Work to do: Restate the entries word for word, omitting nothing.

....

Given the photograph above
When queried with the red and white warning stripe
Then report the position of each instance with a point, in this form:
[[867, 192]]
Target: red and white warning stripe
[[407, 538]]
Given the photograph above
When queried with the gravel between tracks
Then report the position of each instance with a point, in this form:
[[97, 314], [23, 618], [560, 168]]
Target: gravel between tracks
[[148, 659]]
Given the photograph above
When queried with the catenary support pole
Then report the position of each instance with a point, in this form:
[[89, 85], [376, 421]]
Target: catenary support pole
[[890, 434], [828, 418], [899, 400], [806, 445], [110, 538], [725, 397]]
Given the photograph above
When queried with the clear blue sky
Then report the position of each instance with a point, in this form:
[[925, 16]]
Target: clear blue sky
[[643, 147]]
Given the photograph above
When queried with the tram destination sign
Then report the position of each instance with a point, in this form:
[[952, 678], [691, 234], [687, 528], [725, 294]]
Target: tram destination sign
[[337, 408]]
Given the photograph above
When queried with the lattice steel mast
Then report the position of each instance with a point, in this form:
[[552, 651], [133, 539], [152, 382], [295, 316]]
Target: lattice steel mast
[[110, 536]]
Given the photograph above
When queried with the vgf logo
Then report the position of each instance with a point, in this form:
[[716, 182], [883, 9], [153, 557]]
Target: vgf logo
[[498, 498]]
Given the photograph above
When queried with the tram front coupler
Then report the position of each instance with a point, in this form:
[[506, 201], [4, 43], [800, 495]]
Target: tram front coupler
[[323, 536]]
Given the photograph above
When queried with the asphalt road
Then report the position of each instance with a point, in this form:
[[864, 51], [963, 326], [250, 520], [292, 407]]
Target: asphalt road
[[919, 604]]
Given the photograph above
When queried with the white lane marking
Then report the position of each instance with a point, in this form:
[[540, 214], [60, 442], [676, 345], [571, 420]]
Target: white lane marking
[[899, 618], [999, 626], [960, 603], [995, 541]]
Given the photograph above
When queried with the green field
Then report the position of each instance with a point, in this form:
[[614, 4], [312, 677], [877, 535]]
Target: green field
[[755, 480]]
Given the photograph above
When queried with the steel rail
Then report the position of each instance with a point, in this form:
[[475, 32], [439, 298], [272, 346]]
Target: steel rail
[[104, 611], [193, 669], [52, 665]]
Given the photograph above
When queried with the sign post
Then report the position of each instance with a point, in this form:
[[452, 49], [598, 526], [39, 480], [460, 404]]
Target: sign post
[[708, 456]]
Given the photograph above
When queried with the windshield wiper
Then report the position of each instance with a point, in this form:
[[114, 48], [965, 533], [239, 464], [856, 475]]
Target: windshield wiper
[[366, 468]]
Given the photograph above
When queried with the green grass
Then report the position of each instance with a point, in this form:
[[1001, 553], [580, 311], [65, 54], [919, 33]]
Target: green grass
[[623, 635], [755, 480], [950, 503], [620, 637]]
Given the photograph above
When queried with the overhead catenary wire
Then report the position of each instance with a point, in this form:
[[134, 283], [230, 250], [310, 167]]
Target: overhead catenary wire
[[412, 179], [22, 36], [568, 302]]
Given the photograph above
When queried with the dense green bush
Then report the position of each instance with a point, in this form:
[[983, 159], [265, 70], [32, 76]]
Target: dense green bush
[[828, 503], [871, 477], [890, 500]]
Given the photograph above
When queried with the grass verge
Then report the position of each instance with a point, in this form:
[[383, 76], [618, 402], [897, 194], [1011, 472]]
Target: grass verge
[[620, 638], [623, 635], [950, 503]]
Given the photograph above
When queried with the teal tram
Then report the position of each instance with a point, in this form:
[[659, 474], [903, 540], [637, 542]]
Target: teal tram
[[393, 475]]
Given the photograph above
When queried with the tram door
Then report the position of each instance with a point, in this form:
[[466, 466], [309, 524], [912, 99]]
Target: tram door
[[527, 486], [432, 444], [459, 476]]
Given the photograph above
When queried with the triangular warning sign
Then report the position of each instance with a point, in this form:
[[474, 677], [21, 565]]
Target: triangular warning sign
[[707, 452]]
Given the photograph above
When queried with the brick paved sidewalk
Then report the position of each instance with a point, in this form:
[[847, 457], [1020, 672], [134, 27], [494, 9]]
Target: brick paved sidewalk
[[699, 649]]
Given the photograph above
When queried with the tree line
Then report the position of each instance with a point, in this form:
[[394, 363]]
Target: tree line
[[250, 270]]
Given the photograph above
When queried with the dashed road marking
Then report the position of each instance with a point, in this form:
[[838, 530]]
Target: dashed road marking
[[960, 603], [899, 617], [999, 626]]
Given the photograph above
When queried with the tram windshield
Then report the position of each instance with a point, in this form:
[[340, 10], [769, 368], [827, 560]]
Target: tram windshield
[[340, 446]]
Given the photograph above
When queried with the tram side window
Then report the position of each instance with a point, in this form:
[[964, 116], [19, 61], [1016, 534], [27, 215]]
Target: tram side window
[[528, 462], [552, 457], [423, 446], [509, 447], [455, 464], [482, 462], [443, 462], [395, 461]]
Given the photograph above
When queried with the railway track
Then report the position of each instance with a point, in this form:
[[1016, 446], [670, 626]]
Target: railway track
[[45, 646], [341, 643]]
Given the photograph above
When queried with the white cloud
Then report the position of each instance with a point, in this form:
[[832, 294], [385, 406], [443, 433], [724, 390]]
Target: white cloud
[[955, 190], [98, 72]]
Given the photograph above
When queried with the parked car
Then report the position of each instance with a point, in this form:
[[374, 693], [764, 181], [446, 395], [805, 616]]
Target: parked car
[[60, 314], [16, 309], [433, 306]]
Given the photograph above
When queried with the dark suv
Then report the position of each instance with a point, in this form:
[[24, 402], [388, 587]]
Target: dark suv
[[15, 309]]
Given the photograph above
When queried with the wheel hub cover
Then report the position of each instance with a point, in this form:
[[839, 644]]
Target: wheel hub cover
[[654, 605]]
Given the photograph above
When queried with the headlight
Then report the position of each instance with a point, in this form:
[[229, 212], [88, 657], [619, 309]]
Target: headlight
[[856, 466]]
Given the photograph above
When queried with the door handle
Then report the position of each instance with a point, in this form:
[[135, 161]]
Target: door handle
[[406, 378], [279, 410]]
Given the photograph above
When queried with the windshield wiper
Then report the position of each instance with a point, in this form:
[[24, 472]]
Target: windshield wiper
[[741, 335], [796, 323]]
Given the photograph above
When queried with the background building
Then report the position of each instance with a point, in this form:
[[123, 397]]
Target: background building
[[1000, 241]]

....

Full response:
Given the photograph above
When queried with the red and white warning stripe
Then report the position of each instance with a point, in this form:
[[867, 192]]
Target: red and white warning stripe
[[407, 538]]
Given the photograph above
When queried with the gravel between tracks
Then report the position of each instance with a point, in this form:
[[97, 314], [23, 618], [560, 168]]
Target: gravel between tracks
[[148, 659]]
Given the photograph above
When queried with the catenary support pole
Then report the position of each instance with a point, in this form:
[[89, 85], [376, 421]]
Target: catenary support pole
[[890, 434], [828, 418], [899, 400], [806, 445], [110, 538], [725, 397]]
Given the photograph above
When queried with the clear blue sky
Then report the position of each instance with a point, in this form:
[[925, 16]]
Target: clear blue sky
[[643, 147]]
Given the photograph above
When queried with the tram destination sign
Then report the position of each instance with a point, in this form:
[[952, 678], [691, 234], [687, 528], [725, 294]]
Target: tram destination sign
[[337, 408]]
Given the photograph above
When queried with the lattice steel mast
Then report the position of each instance with a point, in this form:
[[552, 651], [133, 539], [152, 382], [295, 316]]
Target: lattice steel mast
[[110, 536]]
Given the photograph above
When queried with the vgf logo
Then report the position of each instance with a point, in this form:
[[716, 182], [883, 9], [153, 557]]
Target: vgf logo
[[498, 498]]
Given the photograph above
When queried with the tram front coupler
Then report the position of each instance with a point, in this form:
[[506, 201], [4, 43], [800, 495]]
Target: tram front coupler
[[323, 536]]
Given the photograph above
When queried with the asphalt road
Then report the position of each instance with a point, in this form:
[[864, 51], [963, 326], [250, 520], [292, 407]]
Target: asphalt road
[[919, 604]]
Given the photograph above
When queried with the white lane marking
Then report the position of each instance with a point, in this form:
[[540, 214], [60, 442], [676, 345], [571, 420]]
Target: white lane marking
[[899, 618], [999, 626], [960, 603], [995, 541]]
Given the photograph above
When queried with the green field
Then report the position of each instance with a point, in this form:
[[614, 4], [312, 677], [877, 535]]
Target: green field
[[755, 480]]
Given the photograph above
When queried with the steel rail
Then report the position of each instance with a point, in this form:
[[475, 32], [439, 298], [272, 346]]
Target: steel rail
[[104, 611], [193, 669], [52, 665]]
Given the photograph above
When queried with the sign post
Then report the position of each instance with a point, in this form:
[[452, 49], [598, 526], [39, 480], [460, 404]]
Target: sign post
[[708, 456]]
Given the photograph above
When queried with the windshield wiper
Then report the position of each instance with a point, in this form:
[[114, 48], [965, 533], [239, 464], [856, 475]]
Target: windshield wiper
[[366, 468]]
Given the photograph above
When queried with the green grass
Then report the position of each instance with a point, in this form:
[[1001, 553], [580, 311], [65, 54], [919, 33]]
Target: green grass
[[623, 635], [755, 480], [950, 503], [620, 637]]
Given the photograph above
When queried with the overhead catenary wire
Then report the position of each instance with a point, in this form:
[[134, 283], [230, 250], [310, 167]]
Target: overhead catenary wire
[[412, 179], [22, 36], [568, 302]]
Given the photograph above
When queried with the dense green bush
Then report the position of each instance with a point, in this form:
[[983, 159], [265, 70], [32, 76]]
Target: dense green bush
[[828, 503], [871, 477], [890, 500]]
Given the photograph above
When queried with the grass verge
Then report the position of each instance with a point, in this form:
[[383, 76], [618, 402], [897, 194], [1011, 472]]
Target: grass verge
[[620, 638], [623, 635], [950, 503]]
Given the photograph above
When queried with the teal tram
Then report the position of each instance with a point, in this form:
[[659, 474], [903, 540], [637, 542]]
Target: teal tram
[[393, 475]]
Given the photograph above
When queried with the tram door
Then report the position of each instance with a point, in this form:
[[466, 466], [309, 524], [912, 99]]
Target: tram door
[[527, 486], [432, 444], [459, 476]]
Given the photograph above
When queried with the triangular warning sign
Then report the position of each instance with a point, in this form:
[[474, 677], [21, 565]]
Target: triangular warning sign
[[707, 452]]
Given the photograph above
When queried with the brick paved sidewalk
Then report the position of each instance with a point, in this form:
[[847, 457], [1020, 672], [134, 27], [494, 9]]
Target: brick paved sidewalk
[[699, 649]]
Given the photograph above
When queried with the tree line
Then report the position of each instance with a point, in this form:
[[394, 363]]
Target: tree line
[[250, 270]]
Given the photograph above
When queried with the dashed road marking
Then report the position of each instance with a point, in this form:
[[838, 530]]
Target: dashed road marking
[[960, 603], [899, 617], [999, 626]]
Given the photograph above
When queried with the tram windshield
Then report the position of each instance with a point, in this form:
[[340, 10], [769, 368], [827, 560]]
Target: tram windshield
[[340, 446]]
Given the photograph above
When queried with the tram side window
Then report the position of each instance with a point, in this form:
[[964, 116], [19, 61], [1016, 534], [27, 215]]
Target: tram side window
[[528, 462], [552, 457], [423, 446], [509, 447], [455, 464], [482, 462], [443, 462], [395, 461]]
Given the photograph above
When queried with the railway track
Then report the position of each instance with a point, in this form:
[[1016, 446], [670, 626]]
Target: railway track
[[45, 646], [341, 643]]
Given the photograph above
When queried with the white cloud
Then report the position of each instance with a point, in this form:
[[832, 294], [385, 406], [443, 433], [724, 390]]
Target: white cloud
[[955, 190], [98, 72]]
Given the photograph above
When queried with the parked car
Then report the position of each instance with a point, in this form:
[[374, 693], [764, 181], [446, 395], [805, 616]]
Target: parked car
[[60, 314], [16, 309], [433, 306]]
Given the photograph above
When queried with the dark suv
Then report the position of each instance with a point, in this form:
[[24, 402], [388, 587]]
Target: dark suv
[[15, 309]]
Given the photograph above
When queried with the wheel hub cover
Then report the position of each instance with a point, in this form:
[[839, 644]]
Target: wheel hub cover
[[654, 605]]
Given the photograph above
When queried with the headlight
Then report the position of each instance with a point, in this form:
[[229, 212], [88, 657], [619, 309]]
Target: headlight
[[856, 466]]
Given the photograph above
When queried with the door handle
Then report the position of each instance with a point, in this form:
[[135, 161]]
Target: door handle
[[406, 378], [279, 410]]
Given the photograph above
When queried with the windshield wiper
Then report the position of each instance with a point, in this form:
[[24, 472]]
Target: windshield wiper
[[741, 335], [796, 323]]
Given the photograph above
When queried with the background building
Then report the position of each instance with a point, in this form:
[[123, 397]]
Target: background building
[[1000, 241]]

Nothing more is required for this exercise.